## MATERIAL PROVIDED
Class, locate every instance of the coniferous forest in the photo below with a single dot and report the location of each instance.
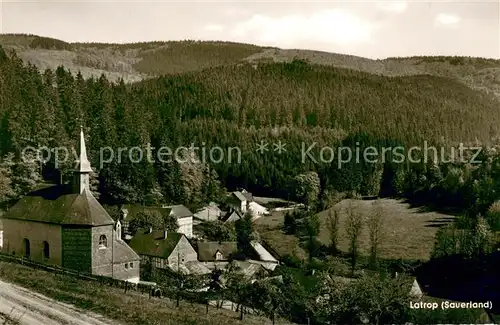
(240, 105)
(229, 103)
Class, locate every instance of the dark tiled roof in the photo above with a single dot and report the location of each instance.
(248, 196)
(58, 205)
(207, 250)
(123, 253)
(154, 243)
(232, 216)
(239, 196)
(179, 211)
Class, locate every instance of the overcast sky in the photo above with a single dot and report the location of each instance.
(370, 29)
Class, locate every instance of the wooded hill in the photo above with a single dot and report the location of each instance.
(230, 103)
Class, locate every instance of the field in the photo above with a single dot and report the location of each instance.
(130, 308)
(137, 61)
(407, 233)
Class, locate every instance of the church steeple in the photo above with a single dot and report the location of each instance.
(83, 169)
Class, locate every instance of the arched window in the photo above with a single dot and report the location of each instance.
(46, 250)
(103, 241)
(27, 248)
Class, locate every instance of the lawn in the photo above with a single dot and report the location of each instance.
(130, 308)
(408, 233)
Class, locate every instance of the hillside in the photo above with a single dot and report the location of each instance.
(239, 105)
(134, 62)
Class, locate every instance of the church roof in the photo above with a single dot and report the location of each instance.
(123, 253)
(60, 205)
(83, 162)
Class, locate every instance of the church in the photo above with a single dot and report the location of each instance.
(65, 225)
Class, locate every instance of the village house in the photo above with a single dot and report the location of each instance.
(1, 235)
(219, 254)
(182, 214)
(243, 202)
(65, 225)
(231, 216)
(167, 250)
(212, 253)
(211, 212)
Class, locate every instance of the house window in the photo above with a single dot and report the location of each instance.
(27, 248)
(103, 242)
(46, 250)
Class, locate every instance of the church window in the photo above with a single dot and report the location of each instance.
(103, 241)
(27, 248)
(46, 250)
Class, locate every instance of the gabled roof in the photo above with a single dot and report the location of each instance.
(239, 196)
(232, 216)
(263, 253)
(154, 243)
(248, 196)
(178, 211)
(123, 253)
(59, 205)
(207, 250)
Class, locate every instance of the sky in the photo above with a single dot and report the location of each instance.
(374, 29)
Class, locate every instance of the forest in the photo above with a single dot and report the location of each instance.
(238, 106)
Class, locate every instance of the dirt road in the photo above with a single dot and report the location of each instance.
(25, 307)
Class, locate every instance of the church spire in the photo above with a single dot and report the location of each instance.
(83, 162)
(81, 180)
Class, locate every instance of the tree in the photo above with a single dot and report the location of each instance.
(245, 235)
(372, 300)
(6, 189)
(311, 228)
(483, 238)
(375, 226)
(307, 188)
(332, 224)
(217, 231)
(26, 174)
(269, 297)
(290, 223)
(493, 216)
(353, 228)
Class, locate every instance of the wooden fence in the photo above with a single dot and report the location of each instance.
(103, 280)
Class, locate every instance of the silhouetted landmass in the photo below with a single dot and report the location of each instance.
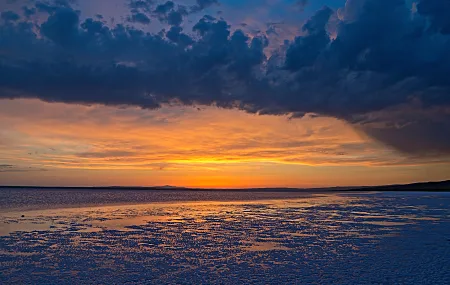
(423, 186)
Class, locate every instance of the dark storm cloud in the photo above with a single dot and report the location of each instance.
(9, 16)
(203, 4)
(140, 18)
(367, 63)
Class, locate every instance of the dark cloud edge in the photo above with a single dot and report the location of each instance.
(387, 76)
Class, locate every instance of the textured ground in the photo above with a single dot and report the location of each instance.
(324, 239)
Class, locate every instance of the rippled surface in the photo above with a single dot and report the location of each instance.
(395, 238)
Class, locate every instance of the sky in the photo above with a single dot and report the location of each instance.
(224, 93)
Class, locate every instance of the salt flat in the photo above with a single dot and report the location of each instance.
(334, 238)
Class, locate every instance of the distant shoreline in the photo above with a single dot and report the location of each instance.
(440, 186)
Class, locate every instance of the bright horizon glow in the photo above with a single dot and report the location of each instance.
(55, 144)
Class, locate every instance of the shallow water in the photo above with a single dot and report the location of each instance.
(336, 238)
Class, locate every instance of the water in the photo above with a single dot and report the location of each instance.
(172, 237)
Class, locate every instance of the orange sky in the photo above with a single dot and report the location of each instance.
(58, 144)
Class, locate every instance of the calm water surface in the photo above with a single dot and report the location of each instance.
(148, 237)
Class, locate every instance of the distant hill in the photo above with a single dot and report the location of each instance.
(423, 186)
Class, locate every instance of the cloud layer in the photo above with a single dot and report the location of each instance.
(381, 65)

## THE TASK
All records should be output exactly, with the pictures left out.

## THE RESULT
Class, locate every instance of the coniferous forest in the photo below with a single dot and report the location of each instance.
(240, 105)
(229, 103)
Class, locate every instance of the dark tiled roof in the photo above with a single dot and report the location of each instance.
(248, 196)
(58, 205)
(207, 250)
(123, 253)
(154, 243)
(232, 216)
(239, 196)
(179, 211)
Class, locate every instance of the overcast sky in the photo above with a single dot and report the location of each instance.
(370, 29)
Class, locate every instance of the wooded hill in the photo above with a single dot and report the location of each instance.
(230, 103)
Class, locate every instance of the field in the photo above with a single dot and report the location of each instance.
(130, 308)
(137, 61)
(407, 233)
Class, locate every instance of the church steeple in the photo above with a single dot and report the location of each instance.
(83, 169)
Class, locate every instance of the arched window in the photo above with a single dot and report the location of each instance.
(46, 250)
(103, 241)
(27, 248)
Class, locate every instance of the lawn in the photo above with a single dot and report the location of each instance.
(130, 308)
(408, 233)
Class, locate every instance of the hillside in the photo above with a single dot and report the location of each instance.
(239, 105)
(134, 62)
Class, locate every instance of the church roof in the photo above with a single dot and report the location of each instance.
(123, 253)
(60, 205)
(83, 162)
Class, locate every instance of the church in the photo above with a single dot and report the location of each instance.
(65, 225)
Class, locate every instance of the village house in the photo above with a single dot and report the location of each instance.
(1, 235)
(219, 254)
(182, 214)
(243, 202)
(65, 225)
(231, 216)
(167, 250)
(212, 253)
(211, 212)
Class, locate every instance of the house window in the photo above with a single dot and report the location of each instance.
(27, 248)
(103, 242)
(46, 250)
Class, locate every instance of the church window in the photo above with a single dot and report the location of each instance.
(103, 241)
(27, 248)
(46, 250)
Class, locate every instance of the gabled roof in the photo above with a single dot and report the location of each instance.
(239, 196)
(232, 216)
(263, 253)
(154, 243)
(248, 196)
(178, 211)
(123, 253)
(59, 205)
(207, 250)
Class, locate every instance of the sky in the photo above with a single dot and report the location of each instance.
(374, 29)
Class, locate every instance of the forest in the photo above with a single dot and report the location of each instance.
(238, 106)
Class, locate every instance of the dirt road in the photo above with a single dot and report the location of each instance.
(25, 307)
Class, locate every instance of the church spire in the photo above with a single dot and report the location of each instance.
(83, 162)
(81, 180)
Class, locate every instance of the tree in the photo above with a single dot and report the location of each instance.
(245, 235)
(372, 300)
(6, 189)
(311, 228)
(483, 238)
(375, 226)
(307, 188)
(332, 224)
(217, 231)
(26, 174)
(269, 297)
(290, 223)
(493, 216)
(353, 228)
Class, locate every instance of the wooden fence in the photo above with a single dot and report the location of each instance.
(103, 280)
Class, locate every instance of the silhouetted landmass in the photo below with a single dot and report the location of each instance.
(423, 186)
Class, locate every instance of the dark storm cloud in the photo above with a single dot and report the location of each instance.
(9, 16)
(203, 4)
(140, 18)
(367, 63)
Class, locate every instance of the dark cloud edge in the photo above with a single dot and report the location of each instance.
(387, 76)
Class, locate every instance of the textured ground in the photo above with a single dot and report the location of each instance.
(324, 239)
Class, locate every instance of the rippled surface in the photo above with a single dot and report the location of each instance.
(395, 238)
Class, locate every instance of the sky in the photo above with a single dot and report the location of each instance.
(224, 93)
Class, locate every instance of the salt flat in the photo above with a single dot and report the location of each instance.
(334, 238)
Class, locate every instance of the distant shoreline in the photo above with a single dot and report the location of each instance.
(440, 186)
Class, locate every instance of the bright horizon glow in the photo above with a single dot and report the location of each instance.
(55, 144)
Class, locate every instance of the shallow water in the photo above with a single dot and report the location of each instance.
(336, 238)
Class, locate every instance of the water in the photo above with a single dot and report the location of each instance.
(172, 237)
Class, locate every instance of the orange sky in the photo above with a single dot and report the location of each instance.
(58, 144)
Class, locate every instance of the calm water surface in the photo above with a single dot and report the location of each instance.
(148, 237)
Class, locate every instance of the distant hill in the photo above with a single dot and report the location of each instance.
(423, 186)
Class, locate every instance of the cloud layer in the photo above with a single dot and report the location of each instance.
(381, 65)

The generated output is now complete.